Tasks to perform »
1/ Reproduce the stretch of the coaching talk from "It reminds me" through "in your organization?", word for word.
2/ Write the next part of the coaching talk, picking up right after its final sentence.

Text extract »
= = = = =

It was back in the year 2000 that Daniel Goleman, who you may know is the guy who popularized the whole sense of emotional intelligence. He wrote an article for the Harvard Business Review called Leadership That Gets Results. It’s a great article. And he basically posits that there are six different styles of leadership. There’s things like visionary leadership, there’s telling people what to do. One of those six leadership styles was coaching. And what they did is they did some research about which leadership style had positive impact on the culture, which drove bottom-line results. And they all had their place.
In fact, that was one of the key findings, was, a great leader knows how to use all six of those leadership styles at the appropriate time. What they found is that most leaders used one or two or perhaps three, and that was all. And with coaching, one of the six leadership styles, they found it was the least utilized of the leadership approaches, even though it had a positive impact, it drove employee engagement. I think it was number two or maybe number three in terms of impact on the bottom line.
Now that was the year 2000. Even though coaching has become much more popular since then, and much more kind of bigger buzzword, I still don’t think that it’s working particularly well in organizations. So there are definitely barriers.
It reminds me a bit about the Marcus Buckingham work. Now some of you all know Marcus Buckingham’s work. It’s all about that focus on strengths. And it’s all about, “Look. Help managers build on—our employees build on and work to their strengths, and you’ll have a more engaged, more successful workplace.” And he’s a great champion for this work. And recently I saw him say, “You know, I started this work 15 years ago and only 30% of people were using their strengths. Now after 15 years, we did the study again and it’s now 31% of people using their strengths.”
I mean, those numbers are slightly wrong. But you get the point, which is, even though a good work’s being done, it hasn’t really taken traction in terms of really shifting our corporate cultures. So, what are these barriers to having coaching thriving in organizations in general, and perhaps in your organization?

= = = = =

Material provided »
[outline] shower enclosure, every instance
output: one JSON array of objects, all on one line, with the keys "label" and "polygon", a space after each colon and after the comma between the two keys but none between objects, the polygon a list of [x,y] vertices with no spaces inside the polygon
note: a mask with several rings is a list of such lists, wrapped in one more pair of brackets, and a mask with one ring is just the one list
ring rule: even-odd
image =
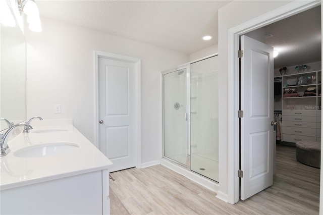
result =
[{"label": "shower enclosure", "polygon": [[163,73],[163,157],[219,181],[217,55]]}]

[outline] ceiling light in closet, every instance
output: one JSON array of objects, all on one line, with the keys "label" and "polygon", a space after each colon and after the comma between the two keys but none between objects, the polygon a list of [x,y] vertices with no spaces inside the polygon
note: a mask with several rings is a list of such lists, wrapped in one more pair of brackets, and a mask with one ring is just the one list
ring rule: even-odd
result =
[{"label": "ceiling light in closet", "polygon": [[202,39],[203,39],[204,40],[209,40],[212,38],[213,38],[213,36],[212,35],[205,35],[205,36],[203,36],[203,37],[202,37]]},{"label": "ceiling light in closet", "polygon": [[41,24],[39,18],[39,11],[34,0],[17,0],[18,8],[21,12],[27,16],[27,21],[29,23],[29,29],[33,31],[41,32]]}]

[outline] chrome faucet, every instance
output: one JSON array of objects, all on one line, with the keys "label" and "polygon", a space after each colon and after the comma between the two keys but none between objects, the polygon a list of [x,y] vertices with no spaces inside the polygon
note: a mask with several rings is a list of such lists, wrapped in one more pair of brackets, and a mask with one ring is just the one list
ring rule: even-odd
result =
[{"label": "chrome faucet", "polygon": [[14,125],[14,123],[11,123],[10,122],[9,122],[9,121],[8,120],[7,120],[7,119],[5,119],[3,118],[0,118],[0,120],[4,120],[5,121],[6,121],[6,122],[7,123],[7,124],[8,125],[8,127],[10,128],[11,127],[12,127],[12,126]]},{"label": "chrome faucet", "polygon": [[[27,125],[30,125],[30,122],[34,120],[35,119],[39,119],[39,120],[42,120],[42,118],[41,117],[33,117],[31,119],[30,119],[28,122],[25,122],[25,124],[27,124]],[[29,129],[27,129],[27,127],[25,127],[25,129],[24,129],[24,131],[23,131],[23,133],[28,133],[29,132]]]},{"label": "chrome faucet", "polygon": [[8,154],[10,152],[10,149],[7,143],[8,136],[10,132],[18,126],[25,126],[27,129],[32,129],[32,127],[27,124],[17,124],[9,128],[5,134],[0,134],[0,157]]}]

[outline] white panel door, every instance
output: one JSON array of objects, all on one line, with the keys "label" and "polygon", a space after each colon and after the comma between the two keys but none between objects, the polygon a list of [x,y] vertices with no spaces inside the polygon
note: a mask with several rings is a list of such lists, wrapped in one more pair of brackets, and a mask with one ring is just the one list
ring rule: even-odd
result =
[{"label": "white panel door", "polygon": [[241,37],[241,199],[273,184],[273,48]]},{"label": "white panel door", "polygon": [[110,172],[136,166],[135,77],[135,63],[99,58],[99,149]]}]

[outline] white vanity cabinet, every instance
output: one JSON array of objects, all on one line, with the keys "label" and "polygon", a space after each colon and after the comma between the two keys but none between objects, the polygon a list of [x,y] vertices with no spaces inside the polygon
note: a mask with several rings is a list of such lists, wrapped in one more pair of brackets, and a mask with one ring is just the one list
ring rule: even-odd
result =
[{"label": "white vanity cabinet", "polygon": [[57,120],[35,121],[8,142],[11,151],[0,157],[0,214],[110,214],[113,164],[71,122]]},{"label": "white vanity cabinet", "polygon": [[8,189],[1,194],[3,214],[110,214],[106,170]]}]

= = = = =

Task-by-task answers »
1/
It reminds me a bit about the Marcus Buckingham work. Now some of you all know Marcus Buckingham’s work. It’s all about that focus on strengths. And it’s all about, “Look. Help managers build on—our employees build on and work to their strengths, and you’ll have a more engaged, more successful workplace.” And he’s a great champion for this work. And recently I saw him say, “You know, I started this work 15 years ago and only 30% of people were using their strengths. Now after 15 years, we did the study again and it’s now 31% of people using their strengths.”
I mean, those numbers are slightly wrong. But you get the point, which is, even though a good work’s being done, it hasn’t really taken traction in terms of really shifting our corporate cultures. So, what are these barriers to having coaching thriving in organizations in general, and perhaps in your organization?

2/
Well, let me start with the first one, which is, I think, executive coaching is a terrible role model for managers coaching. And even though they sound the same and you kind of think, “Well, we’ll just take one and apply it to the other,” it doesn’t work like that at all. When you’re an executive coach, in other words, you’re an external to the organization, and you’re hired and you’re brought in, actually you have a very different power relationship to what’s going on. You have set times, you’re getting paid money, you have a degree of confidentiality, you have a disconnect to actually the specifics and the subtleties of the culture.
Executive coaching is important and powerful. But it’s a terrible way of thinking about managerial coaching, which is when, as a manager and a leader, you need to think to yourself, “I need to be more coach-like with more of my people. I need to build that into my leadership style.”
And actually the skills for one are quite different from the other. At Box of Crayons, our big piece is this: If you can’t coach in ten minutes or less as a manager, you don’t have time for coaching. So I think that’s the first barrier, which is just, there’s this collapsing of executive coaching, managers who coach are the same sort of things. They’re not. And I think when you’re looking at bringing coaching into your organization, you need to understand that you need to equip your managers and your leaders with quite different skills and a different mindset than you might if you were training an executive coach.
The second barrier, I think, is that most organizations, although they may say differently, put an emphasis on doing rather than thinking. You know, there’s this—just a sense in most of our organizations that it’s all about go, go, go. It’s all about busy, busy, busy.
And it’s amazing that when we do the work we do with organizations, with our coach skills training, how wired people are to leap into action. It’s like, “I don’t really know what the problem is, I don’t really know if we’ve got any good ideas, but let’s start doing something as fast as we can.”
I think coaching is actually all about slowing down the rush to action and creating a little curiosity and a little ability to think more deeply about the experience. And you can imagine in your own organization, I’m sure, that if you walk by somebody’s cubicle or their office and you saw them just sitting there staring out the window, staring at the ceiling, part of you goes, “What are they doing? What’s that about?” Even though part of you may going, “Oh, that’s what thinking looks like.”
So I think that’s another one of the kind of cultural barriers to coaching, which is, we love doing so much that creating a practice that encourages thinking actually feels a little counter-intuitive, even though that ability to think is what our organizations are actually paying for us. I mean, there’s plenty of people who can do stuff; there are fewer people who can think great thoughts.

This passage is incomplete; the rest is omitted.